TASK MATERIAL:

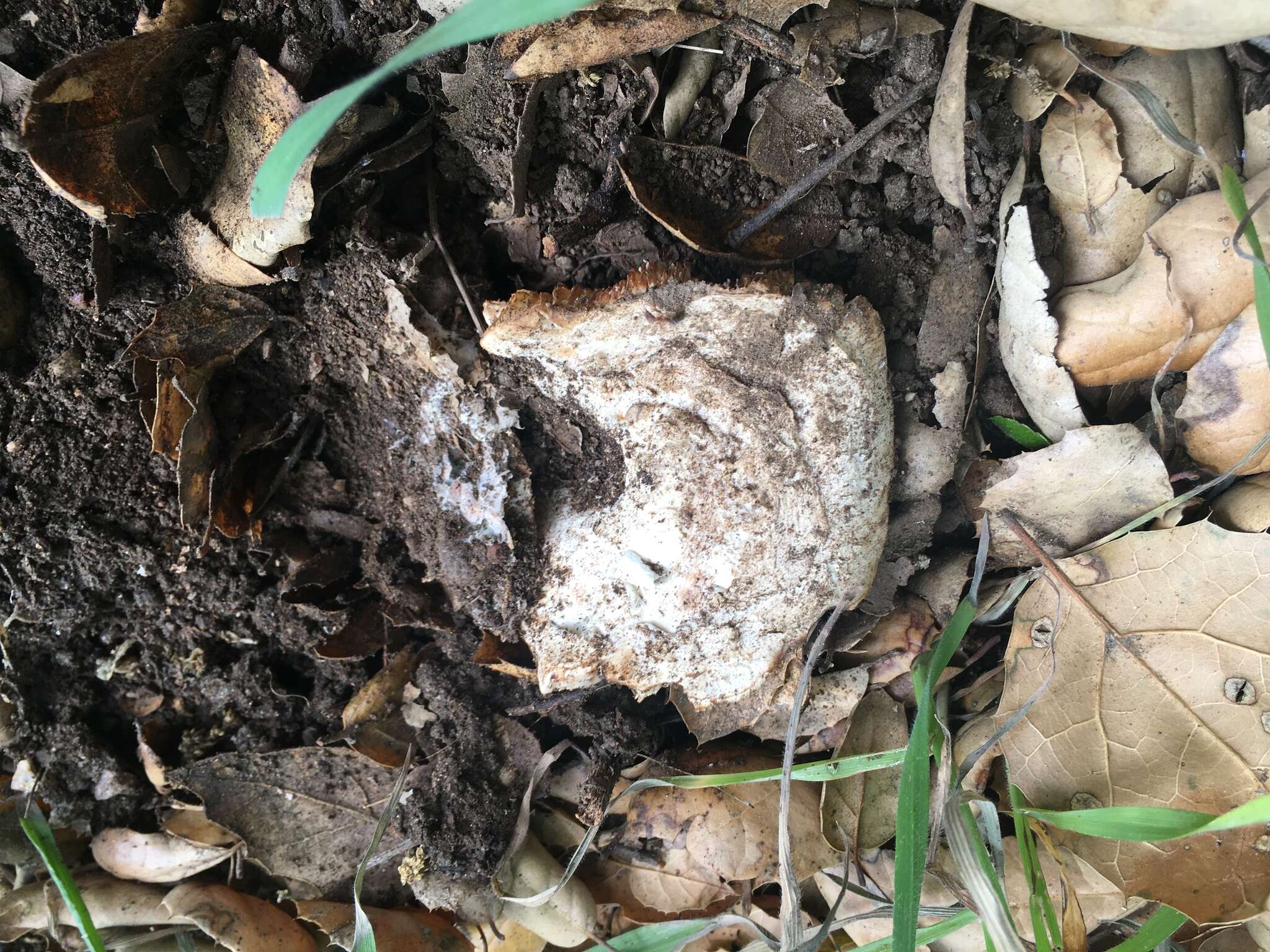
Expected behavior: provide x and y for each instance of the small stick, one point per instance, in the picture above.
(445, 253)
(738, 235)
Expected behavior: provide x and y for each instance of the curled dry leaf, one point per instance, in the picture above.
(1168, 24)
(1245, 507)
(1091, 483)
(1226, 410)
(1029, 334)
(154, 857)
(1044, 73)
(733, 838)
(701, 193)
(259, 104)
(1157, 703)
(744, 375)
(859, 813)
(238, 922)
(93, 127)
(1126, 327)
(305, 815)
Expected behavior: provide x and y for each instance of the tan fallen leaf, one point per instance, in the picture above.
(1226, 410)
(235, 920)
(1126, 327)
(859, 813)
(948, 122)
(1044, 73)
(154, 857)
(1161, 705)
(395, 930)
(111, 903)
(733, 838)
(726, 668)
(830, 699)
(1029, 335)
(258, 104)
(93, 123)
(1075, 491)
(696, 192)
(1080, 159)
(305, 814)
(568, 918)
(1256, 141)
(1169, 24)
(1245, 507)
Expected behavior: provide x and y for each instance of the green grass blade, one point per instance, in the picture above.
(474, 20)
(363, 933)
(912, 827)
(41, 837)
(1162, 923)
(1021, 433)
(1148, 824)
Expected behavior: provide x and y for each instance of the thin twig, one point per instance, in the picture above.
(445, 253)
(738, 235)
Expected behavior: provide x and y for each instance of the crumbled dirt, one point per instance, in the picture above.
(224, 633)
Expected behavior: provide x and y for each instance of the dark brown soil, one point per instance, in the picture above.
(91, 540)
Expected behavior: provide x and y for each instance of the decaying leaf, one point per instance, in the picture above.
(93, 123)
(859, 813)
(1080, 159)
(1168, 24)
(258, 104)
(1090, 483)
(1044, 73)
(395, 930)
(1207, 282)
(1158, 702)
(732, 837)
(1029, 335)
(305, 814)
(797, 127)
(235, 920)
(744, 375)
(703, 192)
(1245, 507)
(153, 857)
(830, 699)
(1226, 410)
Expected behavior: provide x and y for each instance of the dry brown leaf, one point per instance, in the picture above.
(93, 122)
(1078, 155)
(1163, 710)
(1124, 328)
(1044, 73)
(948, 121)
(395, 930)
(1091, 483)
(305, 815)
(768, 369)
(238, 922)
(1169, 24)
(259, 104)
(593, 38)
(797, 127)
(701, 193)
(1226, 410)
(1245, 507)
(732, 837)
(111, 903)
(153, 857)
(830, 699)
(1029, 335)
(658, 890)
(859, 813)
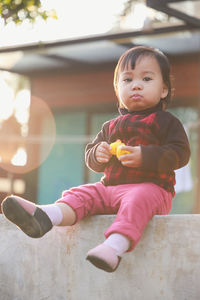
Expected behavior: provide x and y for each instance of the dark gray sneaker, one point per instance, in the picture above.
(18, 211)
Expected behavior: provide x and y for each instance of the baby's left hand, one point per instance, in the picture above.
(133, 159)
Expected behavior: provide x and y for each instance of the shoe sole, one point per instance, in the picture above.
(101, 264)
(15, 213)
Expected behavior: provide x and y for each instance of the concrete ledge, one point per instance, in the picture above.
(164, 266)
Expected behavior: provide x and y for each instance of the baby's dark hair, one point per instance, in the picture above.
(130, 57)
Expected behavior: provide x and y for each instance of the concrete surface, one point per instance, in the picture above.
(164, 266)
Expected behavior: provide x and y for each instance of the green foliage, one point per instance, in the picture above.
(20, 10)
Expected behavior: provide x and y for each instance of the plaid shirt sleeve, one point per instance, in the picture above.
(174, 150)
(90, 150)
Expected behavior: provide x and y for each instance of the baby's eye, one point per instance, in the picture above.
(127, 79)
(147, 78)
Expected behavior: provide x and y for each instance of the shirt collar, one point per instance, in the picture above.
(158, 107)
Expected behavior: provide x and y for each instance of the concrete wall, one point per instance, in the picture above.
(164, 266)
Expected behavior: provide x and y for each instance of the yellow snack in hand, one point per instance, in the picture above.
(121, 152)
(116, 149)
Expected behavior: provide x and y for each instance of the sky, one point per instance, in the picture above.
(75, 18)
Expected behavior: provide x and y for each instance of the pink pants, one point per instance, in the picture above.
(133, 204)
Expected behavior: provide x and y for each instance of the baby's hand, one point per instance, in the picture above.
(103, 154)
(133, 159)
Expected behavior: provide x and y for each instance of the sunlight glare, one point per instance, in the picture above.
(20, 158)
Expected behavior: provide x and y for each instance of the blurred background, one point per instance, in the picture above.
(57, 59)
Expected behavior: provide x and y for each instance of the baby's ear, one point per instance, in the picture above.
(165, 92)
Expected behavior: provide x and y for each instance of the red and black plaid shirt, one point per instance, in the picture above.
(163, 141)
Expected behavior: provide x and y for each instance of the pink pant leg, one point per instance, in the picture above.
(138, 205)
(87, 200)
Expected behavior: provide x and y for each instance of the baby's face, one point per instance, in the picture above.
(142, 87)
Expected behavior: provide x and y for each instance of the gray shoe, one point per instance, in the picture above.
(34, 225)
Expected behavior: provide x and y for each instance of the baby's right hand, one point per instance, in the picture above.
(102, 153)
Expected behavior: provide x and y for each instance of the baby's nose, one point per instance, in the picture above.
(136, 85)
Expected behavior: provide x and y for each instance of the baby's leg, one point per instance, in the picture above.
(141, 202)
(36, 220)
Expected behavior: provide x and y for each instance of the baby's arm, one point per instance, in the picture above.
(102, 153)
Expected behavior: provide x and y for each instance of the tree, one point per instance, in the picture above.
(19, 10)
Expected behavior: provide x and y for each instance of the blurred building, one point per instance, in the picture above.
(74, 79)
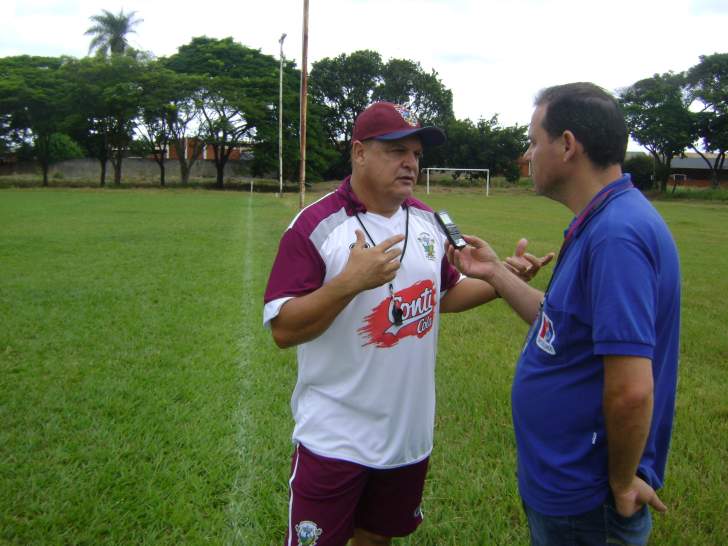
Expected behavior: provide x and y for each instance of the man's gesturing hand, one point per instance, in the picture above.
(371, 267)
(524, 264)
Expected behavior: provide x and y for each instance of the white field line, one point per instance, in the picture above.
(243, 476)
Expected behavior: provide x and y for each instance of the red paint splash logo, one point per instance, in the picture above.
(418, 312)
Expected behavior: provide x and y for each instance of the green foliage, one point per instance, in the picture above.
(642, 169)
(149, 405)
(107, 97)
(345, 85)
(34, 102)
(63, 147)
(657, 114)
(707, 83)
(485, 145)
(235, 98)
(109, 32)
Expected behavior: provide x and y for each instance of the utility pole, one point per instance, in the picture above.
(280, 120)
(304, 95)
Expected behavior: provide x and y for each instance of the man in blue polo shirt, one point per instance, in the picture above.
(594, 390)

WRITTEN INSTRUCTION:
Convert every row above into a JSON list of strings, one string per line, with blank lines omitted. Leave the pictures out of the answer.

RESPONSE BELOW:
[
  "Expected behavior: provide x and y for each instance of the small stick, one point per instance, in the picture above.",
  "(445, 253)",
  "(738, 235)",
  "Expected behavior: provide x and y for each instance of the curled dry leaf, one point per instance, in the picture above.",
  "(1168, 24)",
  "(1245, 507)",
  "(1091, 483)",
  "(1226, 410)",
  "(1029, 334)",
  "(154, 857)",
  "(1044, 73)",
  "(733, 838)",
  "(701, 193)",
  "(259, 104)",
  "(1157, 703)",
  "(744, 375)",
  "(859, 813)",
  "(238, 922)",
  "(93, 127)",
  "(1126, 327)",
  "(305, 815)",
  "Expected behavior: provide x and y for each instance of the tan fallen leaf, one point per instance, in the picture above.",
  "(1226, 410)",
  "(235, 920)",
  "(1126, 327)",
  "(859, 813)",
  "(948, 122)",
  "(1044, 73)",
  "(154, 857)",
  "(1161, 705)",
  "(395, 930)",
  "(111, 903)",
  "(733, 838)",
  "(726, 668)",
  "(830, 699)",
  "(1029, 335)",
  "(258, 104)",
  "(93, 123)",
  "(1075, 491)",
  "(696, 192)",
  "(1080, 159)",
  "(305, 814)",
  "(568, 918)",
  "(1256, 141)",
  "(1169, 24)",
  "(1245, 507)",
  "Expected behavior: provide x and y for each instance of the green grass blade, one point per instance, in the picture above.",
  "(474, 20)",
  "(363, 933)",
  "(912, 827)",
  "(41, 837)",
  "(1162, 923)",
  "(1021, 433)",
  "(1148, 824)",
  "Expected behavior: provide x and y for each instance of the thin twig, one point per instance, in the picture above.",
  "(445, 253)",
  "(738, 235)",
  "Expected behavior: provide x and y for each instance of the crumbled dirt, one point per instance, in the picture above.",
  "(224, 633)",
  "Expected behavior: provide x and y for each instance of the dark brown soil, one point per instance, in the picture above.",
  "(91, 540)",
  "Expected behavior: provide x and y for each instance of the decaying leaf, one point per instance, in the picture above.",
  "(93, 123)",
  "(859, 813)",
  "(1080, 159)",
  "(1168, 24)",
  "(258, 104)",
  "(1090, 483)",
  "(1044, 73)",
  "(395, 930)",
  "(1207, 282)",
  "(1158, 702)",
  "(732, 837)",
  "(1029, 335)",
  "(305, 814)",
  "(797, 127)",
  "(235, 920)",
  "(744, 375)",
  "(703, 192)",
  "(1245, 507)",
  "(153, 857)",
  "(830, 699)",
  "(1226, 410)",
  "Expected behavior: provide x and y for each instance of the dry brown leaf, one point per instance, in the picture above.",
  "(93, 122)",
  "(1078, 155)",
  "(1163, 710)",
  "(1124, 328)",
  "(1044, 73)",
  "(948, 121)",
  "(395, 930)",
  "(1091, 483)",
  "(305, 815)",
  "(768, 369)",
  "(238, 922)",
  "(1169, 24)",
  "(259, 104)",
  "(593, 38)",
  "(797, 127)",
  "(701, 193)",
  "(1226, 410)",
  "(1245, 507)",
  "(732, 837)",
  "(111, 903)",
  "(153, 857)",
  "(830, 699)",
  "(1029, 335)",
  "(658, 890)",
  "(859, 813)",
  "Expected behavior: provide x and y for each instance of the dark gray sneaker, one point per instance, in the picture above.",
  "(18, 211)",
  "Expected behavior: provide x and y for each instance of the baby's left hand, one point per instance, in the picture above.",
  "(133, 159)",
  "Expected behavior: provide x and y for each instance of the shoe sole, one point per instance, in the picture above.",
  "(101, 264)",
  "(15, 213)",
  "Expected behavior: provide x and y for each instance of the concrete ledge, one point per instance, in the picture above.",
  "(164, 266)",
  "Expected behavior: provide x and y for each instance of the baby's dark hair, one point per instance, in the picture above.",
  "(130, 57)",
  "Expected behavior: provide x and y for each instance of the concrete surface, one point per instance, in the picture above.",
  "(164, 266)",
  "Expected behavior: provide x and y for each instance of the green foliage, one point per instance, in the picture above.",
  "(20, 10)",
  "Expected behavior: provide x and y for each instance of the plaid shirt sleeve, one point per instance, in the picture above.",
  "(174, 150)",
  "(90, 150)",
  "Expected behavior: provide x and y for each instance of the baby's eye, one point per instance, in the picture above.",
  "(127, 79)",
  "(147, 78)",
  "Expected behavior: provide x and y for each instance of the shirt collar, one point per instance, in the picture above.",
  "(158, 107)",
  "Expected behavior: provide x and y for each instance of the concrete wall, one point per instance, in the picture above.",
  "(164, 266)",
  "Expected behavior: provide x and y for each instance of the yellow snack in hand, one point per instance, in the picture above.",
  "(121, 152)",
  "(116, 149)",
  "Expected behavior: provide x and y for each instance of the sky, one point per instance, in the picture above.",
  "(75, 18)",
  "Expected behavior: provide x and y for each instance of the pink pants, one point per instance, in the picture above.",
  "(133, 204)",
  "Expected behavior: provide x and y for each instance of the baby's hand, one point per instance, in the picture above.",
  "(103, 154)",
  "(133, 159)",
  "Expected behavior: provide x and y for each instance of the sunlight glare, one point per instance, in the picture above.",
  "(20, 158)",
  "Expected behavior: provide x and y for each instance of the blurred background, one point per instance, in the picture above.",
  "(57, 59)",
  "Expected behavior: provide x and y for each instance of the baby's ear, one point per instance, in the picture above.",
  "(165, 92)",
  "Expected behavior: provide x and y for each instance of the red and black plaid shirt, one point per instance, in the picture above.",
  "(163, 141)",
  "Expected behavior: provide x and y for each instance of the pink pant leg, one point per instance, in the picture above.",
  "(138, 205)",
  "(87, 200)",
  "Expected behavior: provide x and y for each instance of the baby's face, one point per instance, in the picture above.",
  "(142, 87)",
  "Expected behavior: provide x and y for each instance of the gray shoe, one point per instance, in the picture above.",
  "(34, 225)",
  "Expected behavior: provide x and y for each instance of the baby's right hand, one point per instance, in the picture above.",
  "(102, 153)",
  "Expected behavior: provide x and y for each instance of the baby's nose, one point per instance, in the picture above.",
  "(136, 85)",
  "Expected behavior: provide x and y for each instance of the baby's leg, one point per instance, in the picture above.",
  "(141, 202)",
  "(36, 220)",
  "Expected behavior: provide x and y for each instance of the baby's arm, one point per instance, in the picture above.",
  "(102, 153)",
  "Expected behavior: provide x and y for each instance of the tree, one point per instance, in the picture above.",
  "(19, 10)",
  "Expected behavior: provide x and y for each instance of the blurred building, one point per instance, in the picture above.",
  "(74, 79)",
  "Expected behavior: provide x and y for each instance of the man's gesturing hand, one point per instance, in the picture above.",
  "(371, 267)",
  "(524, 264)",
  "Expected behavior: provide x and y for each instance of the white field line, one point per instance, in the picture above.",
  "(243, 476)",
  "Expected behavior: provide x and y for each instance of the red paint splash logo, one point per instance, in the picture above.",
  "(418, 312)",
  "Expected behavior: provide x and y for each instance of the green foliage, one point per instance, in the picture above.",
  "(642, 169)",
  "(149, 405)",
  "(107, 97)",
  "(345, 85)",
  "(34, 102)",
  "(63, 147)",
  "(657, 114)",
  "(707, 83)",
  "(485, 145)",
  "(235, 98)",
  "(109, 32)",
  "Expected behavior: provide x and y for each instance of the utility pole, one point per instance, in the picture above.",
  "(280, 120)",
  "(304, 95)",
  "Expected behavior: provide x and y for each instance of the man in blue polo shirt, one point per instance, in the picture above.",
  "(594, 390)"
]